_Task instructions_. Down to the final line, print each entry exactly.

==*==

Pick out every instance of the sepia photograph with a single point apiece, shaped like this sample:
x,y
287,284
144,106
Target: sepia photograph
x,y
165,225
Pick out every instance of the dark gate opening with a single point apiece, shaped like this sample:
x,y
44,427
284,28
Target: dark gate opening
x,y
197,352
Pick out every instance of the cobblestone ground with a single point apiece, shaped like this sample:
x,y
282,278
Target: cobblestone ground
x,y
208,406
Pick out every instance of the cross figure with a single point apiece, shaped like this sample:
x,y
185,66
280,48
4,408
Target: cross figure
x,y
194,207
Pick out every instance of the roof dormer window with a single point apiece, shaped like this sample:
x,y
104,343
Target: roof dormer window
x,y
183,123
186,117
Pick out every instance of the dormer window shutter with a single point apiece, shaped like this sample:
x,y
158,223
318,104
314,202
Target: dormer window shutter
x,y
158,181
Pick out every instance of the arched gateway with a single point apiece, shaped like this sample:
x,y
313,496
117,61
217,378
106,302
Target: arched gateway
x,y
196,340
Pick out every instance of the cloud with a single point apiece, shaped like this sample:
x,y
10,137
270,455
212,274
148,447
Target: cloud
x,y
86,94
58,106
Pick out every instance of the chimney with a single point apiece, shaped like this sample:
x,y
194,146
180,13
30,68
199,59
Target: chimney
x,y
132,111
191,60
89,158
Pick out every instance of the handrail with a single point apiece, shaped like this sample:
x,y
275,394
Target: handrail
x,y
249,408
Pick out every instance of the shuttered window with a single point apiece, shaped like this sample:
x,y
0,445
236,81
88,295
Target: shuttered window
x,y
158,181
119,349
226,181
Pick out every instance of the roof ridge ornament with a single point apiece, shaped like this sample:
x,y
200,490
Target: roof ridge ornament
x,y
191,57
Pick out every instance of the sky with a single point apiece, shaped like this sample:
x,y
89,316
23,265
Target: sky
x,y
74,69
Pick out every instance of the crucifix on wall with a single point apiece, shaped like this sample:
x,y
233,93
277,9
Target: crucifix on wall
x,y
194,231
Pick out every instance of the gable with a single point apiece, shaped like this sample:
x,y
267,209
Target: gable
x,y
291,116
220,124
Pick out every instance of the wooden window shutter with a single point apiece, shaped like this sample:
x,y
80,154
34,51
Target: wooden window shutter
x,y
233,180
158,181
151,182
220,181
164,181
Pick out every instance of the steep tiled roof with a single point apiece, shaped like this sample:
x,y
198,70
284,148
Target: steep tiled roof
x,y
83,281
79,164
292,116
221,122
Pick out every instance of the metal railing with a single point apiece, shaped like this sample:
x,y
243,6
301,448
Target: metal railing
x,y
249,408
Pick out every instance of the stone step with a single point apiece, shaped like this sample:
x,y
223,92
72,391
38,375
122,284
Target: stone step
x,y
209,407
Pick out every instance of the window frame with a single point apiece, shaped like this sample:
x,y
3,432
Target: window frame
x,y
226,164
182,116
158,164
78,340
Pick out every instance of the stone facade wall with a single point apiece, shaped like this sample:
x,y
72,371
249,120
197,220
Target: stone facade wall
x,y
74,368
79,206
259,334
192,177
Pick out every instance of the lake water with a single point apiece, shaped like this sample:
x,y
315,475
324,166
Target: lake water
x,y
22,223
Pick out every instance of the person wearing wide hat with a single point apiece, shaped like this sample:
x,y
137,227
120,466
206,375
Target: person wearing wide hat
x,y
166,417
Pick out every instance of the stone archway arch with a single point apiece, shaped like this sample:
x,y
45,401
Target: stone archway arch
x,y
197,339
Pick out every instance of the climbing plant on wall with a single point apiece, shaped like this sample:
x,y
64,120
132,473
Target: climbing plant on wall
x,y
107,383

==*==

_Expected answer_.
Pick out every instance of the sepia photograph with a single point apiece, shaped like this sample:
x,y
287,284
144,106
Target: sepia photograph
x,y
165,225
Pick out every instance of the dark gate opening with a single point apiece, shaped like this sample:
x,y
44,427
284,28
Target: dark gate opening
x,y
197,352
Pick out every instance of the cobblestone ground with a single point apiece, shaped like this sample:
x,y
282,278
Target: cobblestone ground
x,y
208,406
Pick out every instance of the cross figure with a single point apiece, shaped like this sample:
x,y
185,66
280,48
4,408
Target: cross figure
x,y
194,207
Pick out every instance of the roof dormer window with a single point apiece, shaped like this sample:
x,y
104,343
Target: roof dormer window
x,y
183,123
186,117
Pick out every instance of the dormer window shutter with a single point apiece, shaped like this sample:
x,y
158,223
318,104
314,202
Target: dormer window shutter
x,y
158,181
Pick out every instance of the arched gateway with a single point apiece, shaped like this sample:
x,y
313,496
117,61
217,378
106,302
Target: arched gateway
x,y
196,340
Pick out every instance of the cloud with a single point apiece, shaped like this sample:
x,y
10,137
270,455
212,274
148,447
Target: cloud
x,y
86,94
58,106
Pick out every instance of the chimney with a single point apiece, shaped like this sample:
x,y
194,146
180,13
30,68
199,59
Target: chimney
x,y
132,111
191,60
89,158
Pick out every instance of the handrail with a single point apiece, shaped like this sample:
x,y
275,394
Target: handrail
x,y
249,408
Pick out every instance of the shuttered window with a single point apiece, shaped like this sample:
x,y
0,445
236,81
88,295
Target: shuttered window
x,y
158,181
119,349
226,181
Pick out every instance of the roof ridge ornament with a single point apiece, shaped like this sample:
x,y
200,490
Target: roof ridge ornament
x,y
191,57
Pick out every instance of the sky with a single point apiece, shaped like this sample:
x,y
89,316
23,265
Target: sky
x,y
74,69
Pick out every instance of the crucifix on wall with a single point apiece, shaped like this sample:
x,y
233,93
277,9
Target: crucifix on wall
x,y
194,231
Pick out every instance of the gable with a single point apiece, shaped like this sample:
x,y
267,209
Target: gable
x,y
291,116
220,124
Pick out every instance of the wooden window shutter with a single point apiece, shaped like this sample:
x,y
80,154
34,51
Target: wooden window shutter
x,y
233,180
158,181
151,182
220,181
164,181
Pick out every instance of the steep tiled roof with a single point apiece, shaped like this sample:
x,y
198,70
284,148
Target: steep tiled roof
x,y
83,281
79,164
292,116
221,122
Pick out every instance of the metal railing with a single point apiece, shaped like this sample:
x,y
243,6
301,448
Target: metal railing
x,y
249,408
Pick out every instance of the stone step with a single point apiece, shaped like this sample:
x,y
223,92
72,391
38,375
122,284
Target: stone step
x,y
209,407
Pick out every instance of the window frame with a single point apiece, shaped like this sample:
x,y
3,432
Target: window frame
x,y
226,164
182,116
158,164
78,340
Pick out every instance of the stone facade wall with a single point apiece, shaped like this sample:
x,y
72,371
249,120
197,220
Target: stone facade wall
x,y
74,368
79,206
259,334
192,177
Pick out every instance of the lake water with a single point apiece, shaped like this sample:
x,y
315,475
324,166
Target: lake water
x,y
22,223
Pick out every instance of the person wearing wide hat with a single point apiece, shaped like this sample:
x,y
137,227
120,466
206,375
Target: person wearing wide hat
x,y
166,417
Pick out every instance of the stone archway arch with a single point apiece, shaped like this sample:
x,y
45,401
Target: stone archway arch
x,y
197,339
Pick out every instance of the climbing plant on wall with a single point apiece, shaped like this sample:
x,y
64,120
132,473
Target: climbing plant on wall
x,y
107,383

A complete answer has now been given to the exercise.